-------- Data listing

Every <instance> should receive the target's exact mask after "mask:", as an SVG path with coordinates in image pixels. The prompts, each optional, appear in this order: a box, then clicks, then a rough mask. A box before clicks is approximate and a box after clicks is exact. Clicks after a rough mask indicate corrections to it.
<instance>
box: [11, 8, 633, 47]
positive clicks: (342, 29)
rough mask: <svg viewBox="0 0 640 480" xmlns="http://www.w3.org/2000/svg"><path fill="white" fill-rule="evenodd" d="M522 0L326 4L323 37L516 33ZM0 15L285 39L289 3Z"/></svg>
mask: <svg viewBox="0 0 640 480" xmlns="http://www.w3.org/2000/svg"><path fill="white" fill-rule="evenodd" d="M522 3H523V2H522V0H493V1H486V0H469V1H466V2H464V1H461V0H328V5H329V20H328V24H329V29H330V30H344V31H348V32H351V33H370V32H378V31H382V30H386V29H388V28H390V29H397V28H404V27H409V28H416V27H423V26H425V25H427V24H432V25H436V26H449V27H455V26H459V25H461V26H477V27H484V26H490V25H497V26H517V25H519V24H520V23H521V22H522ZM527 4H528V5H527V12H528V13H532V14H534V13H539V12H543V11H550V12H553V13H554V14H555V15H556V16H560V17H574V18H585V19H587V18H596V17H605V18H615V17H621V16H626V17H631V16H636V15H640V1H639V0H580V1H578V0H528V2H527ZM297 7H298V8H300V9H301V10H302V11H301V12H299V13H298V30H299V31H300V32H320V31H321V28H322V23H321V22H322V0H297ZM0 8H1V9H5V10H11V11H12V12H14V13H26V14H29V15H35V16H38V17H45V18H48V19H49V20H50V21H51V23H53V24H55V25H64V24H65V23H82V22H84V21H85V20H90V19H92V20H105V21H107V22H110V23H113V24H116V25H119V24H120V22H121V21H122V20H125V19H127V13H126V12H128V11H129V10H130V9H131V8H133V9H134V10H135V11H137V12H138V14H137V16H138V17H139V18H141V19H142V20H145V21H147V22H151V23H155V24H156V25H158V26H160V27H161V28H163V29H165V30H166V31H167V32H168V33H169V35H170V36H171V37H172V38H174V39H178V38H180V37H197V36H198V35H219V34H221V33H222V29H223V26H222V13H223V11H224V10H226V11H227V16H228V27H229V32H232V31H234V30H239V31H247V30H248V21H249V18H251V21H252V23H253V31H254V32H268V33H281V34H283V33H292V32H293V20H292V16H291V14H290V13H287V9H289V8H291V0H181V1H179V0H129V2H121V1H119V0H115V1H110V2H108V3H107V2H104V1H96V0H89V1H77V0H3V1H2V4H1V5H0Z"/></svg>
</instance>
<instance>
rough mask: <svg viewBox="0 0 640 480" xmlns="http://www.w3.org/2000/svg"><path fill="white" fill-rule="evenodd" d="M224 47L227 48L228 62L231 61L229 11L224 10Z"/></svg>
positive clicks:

----------------

**Work instruction:** Find the string "instance" in the entries above. Copy each line where it occurs.

**Answer to the exercise:**
Every <instance> should receive the target's exact mask after "mask:", as an SVG path with coordinates in image pixels. The prompts, each optional, appear in this order: a box, then clicks, then a rough mask. A box before clicks is approximate and a box after clicks is exact. Clicks after a rough mask indicate corrections to it.
<instance>
</instance>
<instance>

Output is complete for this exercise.